* _TEXT PASSAGE_:

■ ■ ■ ■ ■

New Gene Shuttles for Targeted Gene Transfer into Mouse T Lymphocytes
20 / 2021
Scientists at the Paul-Ehrlich-Institut (PEI) have discovered two new ways of effectively transferring genes into mouse cytotoxic T lymphocytes (CTL) using viral gene shuttles. CTL are members of the white blood cell family and are also known as killer cells. The new tools have the potential to facilitate preclinical studies for gene therapies in the immunotherapeutic field. In addition, the work also has broader relevance for gene therapy: it describes a new class of viral gene ferries, called DART-AAV, which enables gene transfer with unprecedented cell type-precision.
Gene therapies insert genetic information into patients' cells to achieve a therapeutic benefit. Therapeutic genes are introduced into cells, where they compensate for previously impaired functions or perform new functions, such as recognizing tumor cells. Approved gene therapies, for example for the treatment of advanced hematological cancers or spinal muscular atrophy, are already showing very good efficacy in practice.
There are various methods for gene transfer. Viral vectors are frequently used. These are modified, non-replicating viruses, also known as gene shuttles or viral vectors. These gene shuttles are often based on lentiviruses or adeno-associated viruses (AAV). Because of their non-integrative nature, the latter are often used when transient genetic modification or modification of non-dividing somatic cells is required.
Suitable animal models are of great importance for the preclinical development of new gene therapies. The introduction of genes into white blood cells (lymphocytes) of mice has so far been a major technical challenge due to low efficiency and a lack of cell type specificity. The team led by Professor Dr Christian Buchholz, head of the research group Molecular Biotechnology and Gene Therapy at the Paul-Ehrlich-Institut, took up this challenge. The scientists focused on CTL, which carry the cell surface marker CD8.
CTL can selectively destroy body cells that have, for example, been infected with a pathogen or have degenerated into cancer cells. Since CTL play a crucial role in the immune system, there is a great need for gene shuttles that enable efficient gene delivery into this cell type.
The researchers' working hypothesis was that efficient gene transfer into CTL can be achieved by targeting lentiviral and adeno-associated vectors to the CD8 surface marker.
To this end, the researchers generated so-called designed ankyrin repeat proteins (DARPins) that bind the CD8 molecule of mice. The viral vector carries CD8-binding DARPins on its surface and attaches to the target cell by binding to CD8. The resulting novel gene shuttles are able to selectively modify mouse CTL with an efficiency not previously observed. This was particularly surprising for the AAV-based gene shuttles, as conventional AAVs were barely able to transfer genes into mouse CTL. The newly developed gene shuttles are highly specific for mouse CTL, achieving selectivities of more than 99%. The significance of this discovery extends beyond this cell type, as the cell type specificity of the gene shuttles can be changed by replacing the ankyrin repeat protein. The new class of AAV gene shuttles is now referred to as DART (DARPin-targeted)-AAV.
Using CD8-binding DARPins, highly specific and efficient vectors for targeted gene transfer into mouse CTL were generated. Professor Dr Buchholz concludes:
"The efficiency of the new tools surprised us. They could therefore represent an important milestone for the development of future gene therapies in the immunotherapeutic field."

■ ■ ■ ■ ■

[Region pointing lines]
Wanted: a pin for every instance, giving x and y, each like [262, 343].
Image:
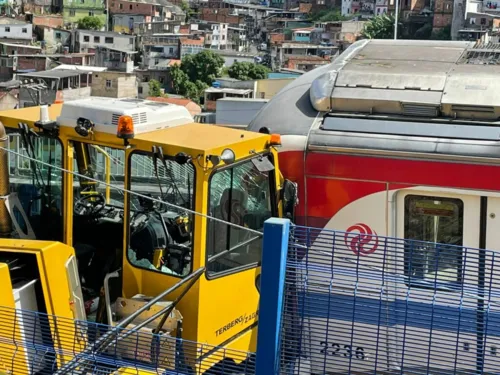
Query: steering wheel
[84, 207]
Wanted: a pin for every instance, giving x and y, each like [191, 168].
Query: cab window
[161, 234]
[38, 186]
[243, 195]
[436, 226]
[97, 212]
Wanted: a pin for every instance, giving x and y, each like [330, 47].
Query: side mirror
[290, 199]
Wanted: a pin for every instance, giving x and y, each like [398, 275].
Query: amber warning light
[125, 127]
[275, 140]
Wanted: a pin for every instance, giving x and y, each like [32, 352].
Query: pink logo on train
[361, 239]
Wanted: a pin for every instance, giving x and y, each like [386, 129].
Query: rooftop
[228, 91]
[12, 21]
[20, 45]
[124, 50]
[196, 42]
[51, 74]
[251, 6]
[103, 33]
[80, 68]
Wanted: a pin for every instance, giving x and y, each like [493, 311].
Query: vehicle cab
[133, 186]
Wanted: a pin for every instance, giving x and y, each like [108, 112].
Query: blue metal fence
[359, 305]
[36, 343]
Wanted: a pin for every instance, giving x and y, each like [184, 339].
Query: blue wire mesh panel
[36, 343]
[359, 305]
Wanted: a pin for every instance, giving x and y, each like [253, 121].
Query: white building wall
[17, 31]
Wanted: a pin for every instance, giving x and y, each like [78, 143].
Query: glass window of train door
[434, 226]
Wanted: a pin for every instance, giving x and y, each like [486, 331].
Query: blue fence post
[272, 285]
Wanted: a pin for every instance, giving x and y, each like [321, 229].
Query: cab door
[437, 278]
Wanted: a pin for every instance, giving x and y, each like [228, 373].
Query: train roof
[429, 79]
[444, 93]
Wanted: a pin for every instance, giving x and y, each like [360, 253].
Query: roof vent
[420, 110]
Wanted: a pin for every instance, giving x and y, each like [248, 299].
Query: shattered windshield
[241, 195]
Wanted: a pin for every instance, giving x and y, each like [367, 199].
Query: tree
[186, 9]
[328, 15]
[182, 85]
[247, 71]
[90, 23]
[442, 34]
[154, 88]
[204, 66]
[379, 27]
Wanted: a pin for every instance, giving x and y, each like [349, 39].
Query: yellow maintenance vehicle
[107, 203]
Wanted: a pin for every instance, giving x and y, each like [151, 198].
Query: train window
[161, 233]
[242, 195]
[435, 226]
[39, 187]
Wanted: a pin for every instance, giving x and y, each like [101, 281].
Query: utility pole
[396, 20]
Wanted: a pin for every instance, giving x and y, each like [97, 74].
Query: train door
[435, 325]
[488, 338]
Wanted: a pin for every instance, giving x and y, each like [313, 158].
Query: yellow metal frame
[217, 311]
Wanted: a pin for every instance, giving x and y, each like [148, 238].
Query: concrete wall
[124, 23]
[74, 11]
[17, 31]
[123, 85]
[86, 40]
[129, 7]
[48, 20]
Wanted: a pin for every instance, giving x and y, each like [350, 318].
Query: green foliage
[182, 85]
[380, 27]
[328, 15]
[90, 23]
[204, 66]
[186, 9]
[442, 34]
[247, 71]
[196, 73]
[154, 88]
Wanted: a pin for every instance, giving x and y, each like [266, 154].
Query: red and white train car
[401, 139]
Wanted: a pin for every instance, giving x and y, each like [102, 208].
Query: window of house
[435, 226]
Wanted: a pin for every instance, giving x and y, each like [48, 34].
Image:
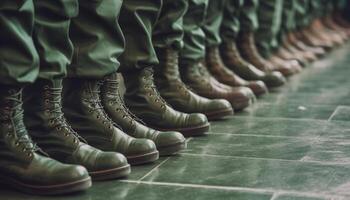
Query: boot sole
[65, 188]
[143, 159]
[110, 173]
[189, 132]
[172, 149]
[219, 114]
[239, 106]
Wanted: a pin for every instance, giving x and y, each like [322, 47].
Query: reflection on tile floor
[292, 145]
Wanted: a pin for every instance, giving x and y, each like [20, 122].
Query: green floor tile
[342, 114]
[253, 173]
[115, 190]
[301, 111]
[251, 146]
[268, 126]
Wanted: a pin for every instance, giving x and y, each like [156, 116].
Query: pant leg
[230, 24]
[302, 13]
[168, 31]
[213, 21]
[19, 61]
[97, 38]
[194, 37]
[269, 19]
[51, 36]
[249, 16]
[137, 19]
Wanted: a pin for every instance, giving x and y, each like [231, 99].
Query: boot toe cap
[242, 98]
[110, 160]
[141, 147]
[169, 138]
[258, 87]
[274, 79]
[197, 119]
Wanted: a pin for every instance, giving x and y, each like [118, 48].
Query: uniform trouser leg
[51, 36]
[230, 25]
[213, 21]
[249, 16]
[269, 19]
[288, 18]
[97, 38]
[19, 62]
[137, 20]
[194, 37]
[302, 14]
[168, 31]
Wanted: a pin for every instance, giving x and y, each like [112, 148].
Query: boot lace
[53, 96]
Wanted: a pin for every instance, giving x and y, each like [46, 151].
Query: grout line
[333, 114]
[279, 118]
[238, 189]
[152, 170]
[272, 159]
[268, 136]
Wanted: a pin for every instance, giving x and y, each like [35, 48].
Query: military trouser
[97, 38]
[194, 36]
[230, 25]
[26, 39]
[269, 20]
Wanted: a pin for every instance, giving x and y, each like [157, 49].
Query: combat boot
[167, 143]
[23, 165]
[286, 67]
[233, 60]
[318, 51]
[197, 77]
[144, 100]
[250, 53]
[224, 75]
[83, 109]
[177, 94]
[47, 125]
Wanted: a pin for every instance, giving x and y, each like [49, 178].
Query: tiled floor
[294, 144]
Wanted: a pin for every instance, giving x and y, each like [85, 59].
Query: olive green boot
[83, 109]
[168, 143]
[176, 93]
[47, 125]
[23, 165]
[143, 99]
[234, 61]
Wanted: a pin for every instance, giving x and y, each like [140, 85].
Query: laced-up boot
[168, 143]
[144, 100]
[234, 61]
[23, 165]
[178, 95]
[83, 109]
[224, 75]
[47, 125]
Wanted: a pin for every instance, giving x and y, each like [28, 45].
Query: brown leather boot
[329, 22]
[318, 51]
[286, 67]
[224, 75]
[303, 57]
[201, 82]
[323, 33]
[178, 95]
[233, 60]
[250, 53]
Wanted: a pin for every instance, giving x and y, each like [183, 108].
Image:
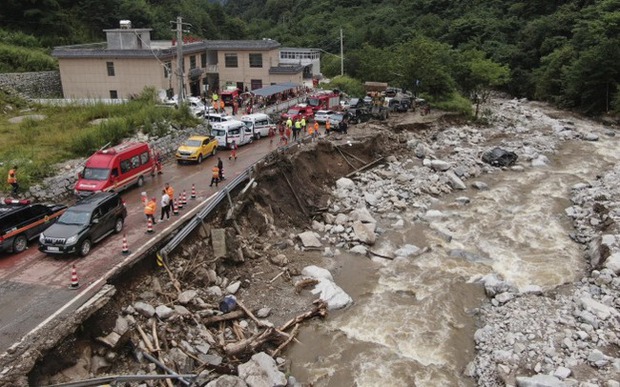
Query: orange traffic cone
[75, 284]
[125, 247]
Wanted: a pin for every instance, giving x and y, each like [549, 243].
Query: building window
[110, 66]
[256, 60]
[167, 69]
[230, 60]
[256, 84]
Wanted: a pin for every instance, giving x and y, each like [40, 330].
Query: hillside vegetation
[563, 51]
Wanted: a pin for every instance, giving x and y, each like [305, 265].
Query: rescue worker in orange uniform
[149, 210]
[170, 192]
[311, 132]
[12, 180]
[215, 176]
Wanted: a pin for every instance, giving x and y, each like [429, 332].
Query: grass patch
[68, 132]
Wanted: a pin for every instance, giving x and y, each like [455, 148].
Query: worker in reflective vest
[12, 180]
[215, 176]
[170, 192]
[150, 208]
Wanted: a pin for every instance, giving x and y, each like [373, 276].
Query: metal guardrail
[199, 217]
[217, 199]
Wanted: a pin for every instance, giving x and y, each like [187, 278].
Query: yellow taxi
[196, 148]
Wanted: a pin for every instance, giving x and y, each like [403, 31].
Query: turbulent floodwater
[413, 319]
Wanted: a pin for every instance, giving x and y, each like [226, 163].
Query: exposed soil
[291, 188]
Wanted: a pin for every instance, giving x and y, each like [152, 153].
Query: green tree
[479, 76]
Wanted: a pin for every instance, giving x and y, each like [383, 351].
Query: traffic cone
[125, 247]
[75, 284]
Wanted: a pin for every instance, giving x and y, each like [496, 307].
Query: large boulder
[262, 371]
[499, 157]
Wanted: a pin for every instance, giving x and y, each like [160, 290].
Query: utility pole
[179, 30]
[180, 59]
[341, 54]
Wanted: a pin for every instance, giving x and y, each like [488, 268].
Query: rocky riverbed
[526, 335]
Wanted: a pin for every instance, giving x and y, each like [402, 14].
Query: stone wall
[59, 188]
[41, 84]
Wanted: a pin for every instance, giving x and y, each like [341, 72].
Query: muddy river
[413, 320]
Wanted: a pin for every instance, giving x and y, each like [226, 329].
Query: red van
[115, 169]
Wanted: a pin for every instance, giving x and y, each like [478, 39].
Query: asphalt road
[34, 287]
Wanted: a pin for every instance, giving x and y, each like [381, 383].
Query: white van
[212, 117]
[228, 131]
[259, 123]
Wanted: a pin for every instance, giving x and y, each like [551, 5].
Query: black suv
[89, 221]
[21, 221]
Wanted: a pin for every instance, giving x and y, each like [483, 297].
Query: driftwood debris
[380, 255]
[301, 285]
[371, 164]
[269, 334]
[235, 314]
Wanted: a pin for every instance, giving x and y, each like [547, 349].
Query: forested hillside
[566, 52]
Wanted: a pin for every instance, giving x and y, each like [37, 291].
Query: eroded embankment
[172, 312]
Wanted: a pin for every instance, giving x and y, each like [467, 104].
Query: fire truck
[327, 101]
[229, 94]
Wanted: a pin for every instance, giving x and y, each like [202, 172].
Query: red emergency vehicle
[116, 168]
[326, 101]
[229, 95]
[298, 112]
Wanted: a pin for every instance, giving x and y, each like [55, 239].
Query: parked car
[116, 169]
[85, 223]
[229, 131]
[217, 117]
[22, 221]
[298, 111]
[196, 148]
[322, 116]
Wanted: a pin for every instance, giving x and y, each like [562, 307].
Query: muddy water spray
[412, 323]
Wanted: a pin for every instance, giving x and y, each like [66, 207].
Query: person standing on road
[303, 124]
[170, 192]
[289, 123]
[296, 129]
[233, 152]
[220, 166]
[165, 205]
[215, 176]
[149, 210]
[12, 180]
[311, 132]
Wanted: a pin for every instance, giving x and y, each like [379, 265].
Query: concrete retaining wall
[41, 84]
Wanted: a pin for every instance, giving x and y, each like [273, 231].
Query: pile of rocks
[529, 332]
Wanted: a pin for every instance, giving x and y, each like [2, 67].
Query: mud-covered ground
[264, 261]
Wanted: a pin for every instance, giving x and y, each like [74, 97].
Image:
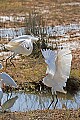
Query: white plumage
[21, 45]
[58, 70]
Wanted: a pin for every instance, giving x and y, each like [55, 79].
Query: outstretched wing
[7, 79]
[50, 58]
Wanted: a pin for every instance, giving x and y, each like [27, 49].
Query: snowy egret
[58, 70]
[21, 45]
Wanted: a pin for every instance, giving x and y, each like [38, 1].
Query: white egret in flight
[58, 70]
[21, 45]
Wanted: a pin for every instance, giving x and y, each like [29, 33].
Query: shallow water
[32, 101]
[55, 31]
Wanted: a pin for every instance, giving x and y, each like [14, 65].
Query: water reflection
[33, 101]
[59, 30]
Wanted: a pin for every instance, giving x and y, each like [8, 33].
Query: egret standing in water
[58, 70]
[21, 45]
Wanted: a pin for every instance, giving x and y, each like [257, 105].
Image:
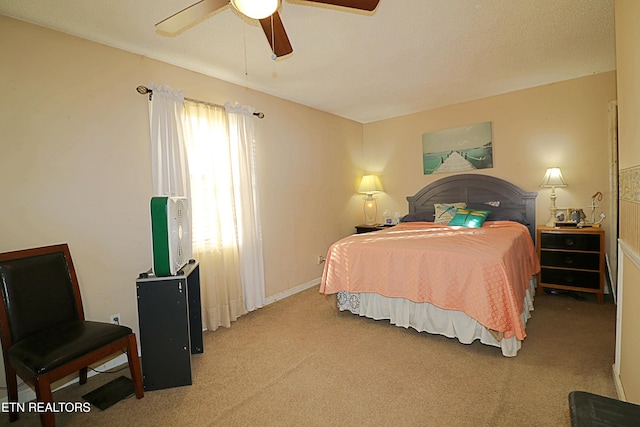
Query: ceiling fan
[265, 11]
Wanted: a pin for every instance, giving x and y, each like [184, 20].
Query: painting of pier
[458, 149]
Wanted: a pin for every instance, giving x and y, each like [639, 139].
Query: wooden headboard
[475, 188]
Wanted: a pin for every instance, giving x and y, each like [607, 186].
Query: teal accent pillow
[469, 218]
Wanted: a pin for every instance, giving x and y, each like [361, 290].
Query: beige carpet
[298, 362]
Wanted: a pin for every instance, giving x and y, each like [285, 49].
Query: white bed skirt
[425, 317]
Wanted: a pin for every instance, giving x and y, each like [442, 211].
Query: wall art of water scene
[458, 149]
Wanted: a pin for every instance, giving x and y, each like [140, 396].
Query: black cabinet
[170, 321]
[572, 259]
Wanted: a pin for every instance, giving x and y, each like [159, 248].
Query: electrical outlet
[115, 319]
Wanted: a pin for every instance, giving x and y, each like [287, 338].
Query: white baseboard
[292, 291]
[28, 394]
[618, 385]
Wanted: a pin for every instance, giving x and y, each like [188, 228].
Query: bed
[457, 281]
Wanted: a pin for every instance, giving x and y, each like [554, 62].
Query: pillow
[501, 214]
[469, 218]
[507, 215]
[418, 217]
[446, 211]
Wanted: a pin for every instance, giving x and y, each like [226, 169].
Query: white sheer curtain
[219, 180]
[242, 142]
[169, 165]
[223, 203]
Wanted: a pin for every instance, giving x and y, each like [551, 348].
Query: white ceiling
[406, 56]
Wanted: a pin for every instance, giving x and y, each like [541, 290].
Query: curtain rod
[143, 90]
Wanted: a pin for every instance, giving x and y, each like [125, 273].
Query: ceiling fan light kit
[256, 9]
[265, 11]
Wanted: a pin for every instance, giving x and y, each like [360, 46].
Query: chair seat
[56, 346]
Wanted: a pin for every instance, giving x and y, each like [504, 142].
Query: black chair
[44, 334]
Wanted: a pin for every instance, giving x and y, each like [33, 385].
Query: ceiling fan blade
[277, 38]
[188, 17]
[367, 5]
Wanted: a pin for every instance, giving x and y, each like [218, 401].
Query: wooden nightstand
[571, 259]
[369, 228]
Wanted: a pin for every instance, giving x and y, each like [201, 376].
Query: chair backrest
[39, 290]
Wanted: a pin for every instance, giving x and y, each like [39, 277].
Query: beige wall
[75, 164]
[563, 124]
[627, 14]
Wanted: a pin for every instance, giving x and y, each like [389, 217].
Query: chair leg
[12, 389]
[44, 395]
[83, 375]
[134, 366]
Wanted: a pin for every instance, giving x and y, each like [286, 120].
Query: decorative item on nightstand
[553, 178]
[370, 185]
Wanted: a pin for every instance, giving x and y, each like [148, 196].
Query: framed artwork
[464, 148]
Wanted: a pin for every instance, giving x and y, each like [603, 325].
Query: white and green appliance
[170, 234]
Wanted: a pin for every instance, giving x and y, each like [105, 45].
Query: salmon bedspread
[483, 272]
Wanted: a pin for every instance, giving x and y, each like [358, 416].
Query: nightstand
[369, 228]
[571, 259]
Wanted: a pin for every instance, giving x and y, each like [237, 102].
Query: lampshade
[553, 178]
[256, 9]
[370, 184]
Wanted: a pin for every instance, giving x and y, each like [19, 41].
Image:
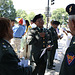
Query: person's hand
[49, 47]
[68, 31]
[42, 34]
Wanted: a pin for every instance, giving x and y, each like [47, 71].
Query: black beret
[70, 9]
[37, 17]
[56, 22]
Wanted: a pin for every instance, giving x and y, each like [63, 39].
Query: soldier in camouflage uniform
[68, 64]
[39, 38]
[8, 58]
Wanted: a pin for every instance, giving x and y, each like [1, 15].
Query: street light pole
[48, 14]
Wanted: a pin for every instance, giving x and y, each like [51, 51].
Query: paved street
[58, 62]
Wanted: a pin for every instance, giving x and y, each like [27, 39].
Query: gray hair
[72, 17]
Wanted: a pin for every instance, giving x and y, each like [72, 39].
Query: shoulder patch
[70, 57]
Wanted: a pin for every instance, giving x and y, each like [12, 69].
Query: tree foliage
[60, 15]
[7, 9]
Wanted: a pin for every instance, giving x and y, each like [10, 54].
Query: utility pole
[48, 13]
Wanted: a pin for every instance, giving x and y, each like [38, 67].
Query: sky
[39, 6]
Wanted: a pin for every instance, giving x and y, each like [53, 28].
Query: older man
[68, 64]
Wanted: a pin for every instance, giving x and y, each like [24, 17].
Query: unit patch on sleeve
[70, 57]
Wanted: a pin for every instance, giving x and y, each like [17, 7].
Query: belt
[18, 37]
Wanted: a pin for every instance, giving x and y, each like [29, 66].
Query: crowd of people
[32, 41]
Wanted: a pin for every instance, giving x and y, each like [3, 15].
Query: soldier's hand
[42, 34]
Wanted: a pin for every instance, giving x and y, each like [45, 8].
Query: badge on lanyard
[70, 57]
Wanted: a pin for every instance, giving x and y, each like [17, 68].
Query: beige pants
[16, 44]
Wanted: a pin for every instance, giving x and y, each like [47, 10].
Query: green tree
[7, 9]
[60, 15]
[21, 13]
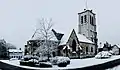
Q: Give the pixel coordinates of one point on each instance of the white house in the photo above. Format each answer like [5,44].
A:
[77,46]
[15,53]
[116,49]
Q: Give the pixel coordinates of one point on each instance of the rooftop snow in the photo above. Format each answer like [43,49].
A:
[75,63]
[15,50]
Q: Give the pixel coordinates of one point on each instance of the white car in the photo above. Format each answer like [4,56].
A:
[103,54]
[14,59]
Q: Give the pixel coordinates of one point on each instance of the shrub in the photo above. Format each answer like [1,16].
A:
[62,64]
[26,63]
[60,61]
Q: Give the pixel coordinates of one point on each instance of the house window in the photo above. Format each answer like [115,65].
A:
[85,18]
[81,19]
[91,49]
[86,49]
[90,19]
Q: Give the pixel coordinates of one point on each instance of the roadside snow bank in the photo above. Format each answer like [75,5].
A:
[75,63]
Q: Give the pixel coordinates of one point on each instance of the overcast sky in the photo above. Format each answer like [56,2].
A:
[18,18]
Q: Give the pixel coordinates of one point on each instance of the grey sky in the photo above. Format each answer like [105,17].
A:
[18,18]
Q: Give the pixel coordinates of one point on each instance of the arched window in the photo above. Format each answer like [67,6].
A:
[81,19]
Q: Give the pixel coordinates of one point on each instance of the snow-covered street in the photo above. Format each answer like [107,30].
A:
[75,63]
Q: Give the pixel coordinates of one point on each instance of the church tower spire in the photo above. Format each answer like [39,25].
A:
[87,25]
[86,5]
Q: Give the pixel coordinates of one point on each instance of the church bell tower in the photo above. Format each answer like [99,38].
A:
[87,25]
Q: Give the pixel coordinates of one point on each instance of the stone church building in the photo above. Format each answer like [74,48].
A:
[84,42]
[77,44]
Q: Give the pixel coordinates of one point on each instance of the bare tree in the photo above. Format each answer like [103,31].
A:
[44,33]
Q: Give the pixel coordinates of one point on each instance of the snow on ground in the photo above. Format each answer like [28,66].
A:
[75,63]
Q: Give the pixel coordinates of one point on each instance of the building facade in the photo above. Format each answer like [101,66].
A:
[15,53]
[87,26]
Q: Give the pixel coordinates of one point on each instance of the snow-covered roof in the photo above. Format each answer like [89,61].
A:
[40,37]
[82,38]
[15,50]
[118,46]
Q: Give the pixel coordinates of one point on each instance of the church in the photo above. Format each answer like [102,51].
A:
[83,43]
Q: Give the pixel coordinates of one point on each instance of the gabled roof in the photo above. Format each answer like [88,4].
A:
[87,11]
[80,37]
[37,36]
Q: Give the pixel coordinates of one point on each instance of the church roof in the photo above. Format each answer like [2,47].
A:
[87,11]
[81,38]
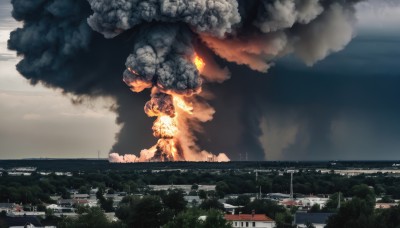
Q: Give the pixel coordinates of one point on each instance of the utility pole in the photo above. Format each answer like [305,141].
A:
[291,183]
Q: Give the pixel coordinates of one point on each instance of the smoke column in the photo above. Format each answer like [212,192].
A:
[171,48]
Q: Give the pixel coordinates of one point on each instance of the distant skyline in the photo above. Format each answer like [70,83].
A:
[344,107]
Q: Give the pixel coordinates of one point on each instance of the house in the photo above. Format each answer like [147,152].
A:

■ ■ ■ ■ ■

* _WORK REQUEST 1_:
From the article on gene shuttles above, return the passage starting with "CTL can selectively" and going on through "this cell type.", copied word for word.
* _WORK REQUEST 2_:
Answer these questions using the article on gene shuttles:
(a) Which cell surface marker do the CTL studied by the researchers carry?
(b) What selectivity for mouse CTL did the newly developed gene shuttles achieve?
(c) What does "DART" stand for in the name of the new class of AAV gene shuttles?

* _WRITTEN ANSWER 1_:
CTL can selectively destroy body cells that have, for example, been infected with a pathogen or have degenerated into cancer cells. Since CTL play a crucial role in the immune system, there is a great need for gene shuttles that enable efficient gene delivery into this cell type.

* _WRITTEN ANSWER 2_:
(a) CD8
(b) More than 99%
(c) DARPin-targeted